# Text provided start

Archive for April, 2006

summer of code

Monday, April 17th, 2006

Google is doing it’s summer of code again. Personally I’m not really a big google fan, but I think this summer of code thing is a good initiative. If only they started a few years earlier with it (like when I was in university). I browsed thru some of the projects, and here is one I really like:
“IPv6 stack vulnerabilities: Review the last few years worth of IP stack vulnerabilities. Check that these have been fixed in the IPv6 stack too. Fix ones that haven’t been fixed.”
This is one of the ideas from FreeBSD. If I was still in university I so would have applied for this.

integer madness

Wednesday, April 12th, 2006

I talked to Micky Snir today. he told me something that blew my mind. what happens when you see something like this:

long abs(long l) {
if (l < 0) return -l;
else return l;
}

It always returns a positive value, right ? Wrong !!!
If you give in 0×80000000 it will return 0×80000000.
Basicly if you’d negate that with 2nd complement you end up with the same negative number.

Various things

Monday, April 10th, 2006

First off, some bitching. Online accounts, and why I dont want them or need them. A lot of websites out there want to force you into creating a free (they always mention that its “FREE” and so it must be good, right?) account. If you don’t do so you can’t access whatever it is you want to access. Now there are obviously cases where you’d want this (writing a blog entry, buying something on amazon, putting something up for auction on ebay, …). But people abuse it, I DON’T WANT NO STINKING ACCOUNT TO DOWNLOAD PAPERS, READ SOMEONE’S BLOG, OR EVEN ACCESS SOMEONE’S SITE. coz it’s timeconsuming, and coz you’ll want to remember your password (adleast for 5 minutes so you can log in and do whatever you wanted to do). PLEASE STOP DOING THIS UNLESS IT IS NEEDED !!!!

While at a customer this week I learned something really interesting. When you’re in a meeting and things get written on a whiteboard, do NOT take notes, take pictures !!!

Moving on to some security blogging. I’ve been doing a whole bunch of code reviews lately and one of the things I’ve seen are good boundschecks being performed INSIDE assert statements. THIS IS BAD !!!, if you do this, please stop doing so. It doesnt help. The only reason to use assert is to help the programmer catch some things that shouldn’t happen AT ALL. asserts go away once you do a non-debug compile (and if your stable program releases are compiled with -DDEBUG or something simular you should get shot). DON’T DO BOUNDSCHECKING INSIDE assert’s.

# Text provided end

> [Given problem] Can you return the blog archive's wording between "First off, some" and "IS NEEDED !!!!", inclusive, copied verbatim? The rows that follow come from a different source than the blog archive.

# Information provided start

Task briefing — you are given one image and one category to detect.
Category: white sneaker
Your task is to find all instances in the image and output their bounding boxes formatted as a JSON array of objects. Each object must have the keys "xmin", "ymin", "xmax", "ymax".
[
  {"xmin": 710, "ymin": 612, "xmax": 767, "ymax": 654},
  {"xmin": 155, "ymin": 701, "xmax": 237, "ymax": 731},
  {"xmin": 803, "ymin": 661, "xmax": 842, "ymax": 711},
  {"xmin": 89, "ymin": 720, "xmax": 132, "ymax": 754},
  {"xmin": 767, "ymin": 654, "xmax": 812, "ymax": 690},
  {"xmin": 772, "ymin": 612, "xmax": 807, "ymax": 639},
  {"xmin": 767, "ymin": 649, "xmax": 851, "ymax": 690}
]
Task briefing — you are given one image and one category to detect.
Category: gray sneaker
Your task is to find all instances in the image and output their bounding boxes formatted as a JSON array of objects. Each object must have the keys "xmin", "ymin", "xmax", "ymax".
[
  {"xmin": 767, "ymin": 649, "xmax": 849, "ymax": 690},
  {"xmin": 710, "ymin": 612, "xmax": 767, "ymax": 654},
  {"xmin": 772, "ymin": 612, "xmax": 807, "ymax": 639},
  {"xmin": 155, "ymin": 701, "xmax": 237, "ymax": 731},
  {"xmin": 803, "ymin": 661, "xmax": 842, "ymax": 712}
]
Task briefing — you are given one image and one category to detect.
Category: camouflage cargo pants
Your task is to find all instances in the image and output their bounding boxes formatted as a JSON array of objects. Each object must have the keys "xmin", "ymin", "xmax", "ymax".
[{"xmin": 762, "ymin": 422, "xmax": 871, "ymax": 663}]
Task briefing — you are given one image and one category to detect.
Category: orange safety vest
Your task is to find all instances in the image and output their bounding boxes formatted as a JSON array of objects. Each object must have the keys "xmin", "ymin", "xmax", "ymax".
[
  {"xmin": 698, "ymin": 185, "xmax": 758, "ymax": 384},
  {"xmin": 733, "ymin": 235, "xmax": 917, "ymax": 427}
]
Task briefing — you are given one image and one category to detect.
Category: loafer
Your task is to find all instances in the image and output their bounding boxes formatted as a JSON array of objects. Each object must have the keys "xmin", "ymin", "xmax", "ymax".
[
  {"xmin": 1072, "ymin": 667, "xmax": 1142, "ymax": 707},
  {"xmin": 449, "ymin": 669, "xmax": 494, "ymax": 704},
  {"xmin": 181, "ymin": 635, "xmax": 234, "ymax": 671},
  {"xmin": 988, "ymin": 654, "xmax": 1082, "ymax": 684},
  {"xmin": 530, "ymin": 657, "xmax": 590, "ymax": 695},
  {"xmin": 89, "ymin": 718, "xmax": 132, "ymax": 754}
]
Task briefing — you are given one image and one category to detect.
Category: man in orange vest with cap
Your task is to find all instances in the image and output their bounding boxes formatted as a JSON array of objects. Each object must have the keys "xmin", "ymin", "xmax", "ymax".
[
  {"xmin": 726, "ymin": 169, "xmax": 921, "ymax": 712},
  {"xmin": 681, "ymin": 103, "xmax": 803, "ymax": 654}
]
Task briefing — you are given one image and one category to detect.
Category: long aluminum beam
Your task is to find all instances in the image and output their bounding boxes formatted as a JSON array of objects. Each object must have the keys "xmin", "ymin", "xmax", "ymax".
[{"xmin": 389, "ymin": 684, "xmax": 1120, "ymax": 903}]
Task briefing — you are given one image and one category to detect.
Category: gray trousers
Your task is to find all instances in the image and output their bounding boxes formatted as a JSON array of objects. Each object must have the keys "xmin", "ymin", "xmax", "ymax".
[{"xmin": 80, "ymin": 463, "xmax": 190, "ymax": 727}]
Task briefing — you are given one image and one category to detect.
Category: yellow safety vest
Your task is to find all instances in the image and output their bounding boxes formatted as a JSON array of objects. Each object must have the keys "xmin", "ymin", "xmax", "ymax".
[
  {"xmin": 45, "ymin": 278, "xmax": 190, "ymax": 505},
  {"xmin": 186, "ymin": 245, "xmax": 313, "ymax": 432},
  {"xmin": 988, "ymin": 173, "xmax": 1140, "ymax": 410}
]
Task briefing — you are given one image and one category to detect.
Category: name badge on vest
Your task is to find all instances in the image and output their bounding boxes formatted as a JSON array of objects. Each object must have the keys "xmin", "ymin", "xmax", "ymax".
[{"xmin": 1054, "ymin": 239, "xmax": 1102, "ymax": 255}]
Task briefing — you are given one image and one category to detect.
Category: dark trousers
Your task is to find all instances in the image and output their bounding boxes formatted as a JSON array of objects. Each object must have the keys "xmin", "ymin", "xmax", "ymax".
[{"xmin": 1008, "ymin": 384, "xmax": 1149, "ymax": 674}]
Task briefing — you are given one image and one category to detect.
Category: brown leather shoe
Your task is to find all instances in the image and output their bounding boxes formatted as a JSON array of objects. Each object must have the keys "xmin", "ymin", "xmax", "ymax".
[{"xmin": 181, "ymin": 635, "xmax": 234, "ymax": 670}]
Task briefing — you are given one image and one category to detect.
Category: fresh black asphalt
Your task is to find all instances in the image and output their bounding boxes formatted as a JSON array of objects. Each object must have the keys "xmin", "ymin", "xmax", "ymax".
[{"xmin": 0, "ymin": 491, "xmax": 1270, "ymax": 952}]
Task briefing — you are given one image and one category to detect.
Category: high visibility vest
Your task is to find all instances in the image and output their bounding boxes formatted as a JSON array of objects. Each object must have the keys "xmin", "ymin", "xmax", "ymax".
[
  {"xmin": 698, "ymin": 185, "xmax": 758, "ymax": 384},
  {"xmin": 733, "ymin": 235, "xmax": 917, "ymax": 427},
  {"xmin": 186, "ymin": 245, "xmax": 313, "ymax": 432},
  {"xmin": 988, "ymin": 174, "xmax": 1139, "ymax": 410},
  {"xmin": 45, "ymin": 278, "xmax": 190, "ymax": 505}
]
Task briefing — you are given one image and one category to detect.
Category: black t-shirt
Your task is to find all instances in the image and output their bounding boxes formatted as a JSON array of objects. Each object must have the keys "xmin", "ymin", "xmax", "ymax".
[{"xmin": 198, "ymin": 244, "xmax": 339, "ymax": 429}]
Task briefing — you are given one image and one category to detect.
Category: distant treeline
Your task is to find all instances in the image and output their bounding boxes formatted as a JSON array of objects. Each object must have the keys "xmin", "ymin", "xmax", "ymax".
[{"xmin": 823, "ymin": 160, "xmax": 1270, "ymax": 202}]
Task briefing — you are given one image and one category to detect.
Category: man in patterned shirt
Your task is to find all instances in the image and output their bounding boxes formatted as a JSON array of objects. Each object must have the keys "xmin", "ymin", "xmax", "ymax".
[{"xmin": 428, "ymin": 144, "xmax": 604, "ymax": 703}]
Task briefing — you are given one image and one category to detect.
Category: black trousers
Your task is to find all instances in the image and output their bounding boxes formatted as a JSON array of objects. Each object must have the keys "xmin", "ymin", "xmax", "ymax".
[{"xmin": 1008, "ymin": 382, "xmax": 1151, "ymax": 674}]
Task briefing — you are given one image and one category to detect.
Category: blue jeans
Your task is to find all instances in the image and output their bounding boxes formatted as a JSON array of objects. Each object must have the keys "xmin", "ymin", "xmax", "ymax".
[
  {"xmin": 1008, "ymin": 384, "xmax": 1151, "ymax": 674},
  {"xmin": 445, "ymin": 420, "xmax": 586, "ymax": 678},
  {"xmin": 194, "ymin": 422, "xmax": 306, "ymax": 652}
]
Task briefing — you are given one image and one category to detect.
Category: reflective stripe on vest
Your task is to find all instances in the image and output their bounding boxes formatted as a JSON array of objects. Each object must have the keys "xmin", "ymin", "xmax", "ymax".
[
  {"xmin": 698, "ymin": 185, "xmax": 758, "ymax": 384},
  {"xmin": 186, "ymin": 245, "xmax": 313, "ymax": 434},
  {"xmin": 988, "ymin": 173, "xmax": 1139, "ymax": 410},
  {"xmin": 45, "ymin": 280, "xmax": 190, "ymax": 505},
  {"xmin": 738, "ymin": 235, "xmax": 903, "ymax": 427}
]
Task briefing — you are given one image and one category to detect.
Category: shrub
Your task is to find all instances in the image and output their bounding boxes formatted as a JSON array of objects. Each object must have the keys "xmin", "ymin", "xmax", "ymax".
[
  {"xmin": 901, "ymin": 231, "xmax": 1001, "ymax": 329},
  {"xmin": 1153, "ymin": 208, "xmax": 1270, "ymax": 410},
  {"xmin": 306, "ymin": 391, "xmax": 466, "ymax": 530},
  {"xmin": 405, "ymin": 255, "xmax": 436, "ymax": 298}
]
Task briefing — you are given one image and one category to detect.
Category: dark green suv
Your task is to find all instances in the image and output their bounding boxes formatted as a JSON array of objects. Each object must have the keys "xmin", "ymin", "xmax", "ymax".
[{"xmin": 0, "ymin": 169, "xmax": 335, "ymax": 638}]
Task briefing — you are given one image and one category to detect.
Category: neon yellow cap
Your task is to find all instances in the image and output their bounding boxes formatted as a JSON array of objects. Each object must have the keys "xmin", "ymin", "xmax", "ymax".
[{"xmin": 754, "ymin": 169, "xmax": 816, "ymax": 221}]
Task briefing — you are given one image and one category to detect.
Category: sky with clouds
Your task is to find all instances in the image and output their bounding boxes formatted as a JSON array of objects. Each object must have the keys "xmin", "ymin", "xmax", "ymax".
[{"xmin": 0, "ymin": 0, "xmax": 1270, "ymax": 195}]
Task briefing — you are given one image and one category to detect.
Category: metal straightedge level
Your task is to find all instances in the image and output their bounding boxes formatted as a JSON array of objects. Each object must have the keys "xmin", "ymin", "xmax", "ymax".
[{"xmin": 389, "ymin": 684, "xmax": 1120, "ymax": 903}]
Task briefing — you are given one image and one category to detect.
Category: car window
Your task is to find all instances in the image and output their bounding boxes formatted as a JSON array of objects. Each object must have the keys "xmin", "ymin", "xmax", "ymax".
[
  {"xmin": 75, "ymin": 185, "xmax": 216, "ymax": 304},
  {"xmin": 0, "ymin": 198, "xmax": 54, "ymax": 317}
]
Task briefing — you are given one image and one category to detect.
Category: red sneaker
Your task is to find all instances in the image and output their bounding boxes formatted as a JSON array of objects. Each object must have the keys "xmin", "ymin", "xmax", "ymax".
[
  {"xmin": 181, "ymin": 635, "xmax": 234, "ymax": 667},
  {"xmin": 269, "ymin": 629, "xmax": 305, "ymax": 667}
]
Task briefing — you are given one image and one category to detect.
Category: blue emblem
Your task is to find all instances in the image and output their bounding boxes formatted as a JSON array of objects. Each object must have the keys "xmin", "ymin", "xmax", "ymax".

# Information provided end

> [Response to this task]
First off, some bitching. Online accounts, and why I dont want them or need them. A lot of websites out there want to force you into creating a free (they always mention that its “FREE” and so it must be good, right?) account. If you don’t do so you can’t access whatever it is you want to access. Now there are obviously cases where you’d want this (writing a blog entry, buying something on amazon, putting something up for auction on ebay, …). But people abuse it, I DON’T WANT NO STINKING ACCOUNT TO DOWNLOAD PAPERS, READ SOMEONE’S BLOG, OR EVEN ACCESS SOMEONE’S SITE. coz it’s timeconsuming, and coz you’ll want to remember your password (adleast for 5 minutes so you can log in and do whatever you wanted to do). PLEASE STOP DOING THIS UNLESS IT IS NEEDED !!!!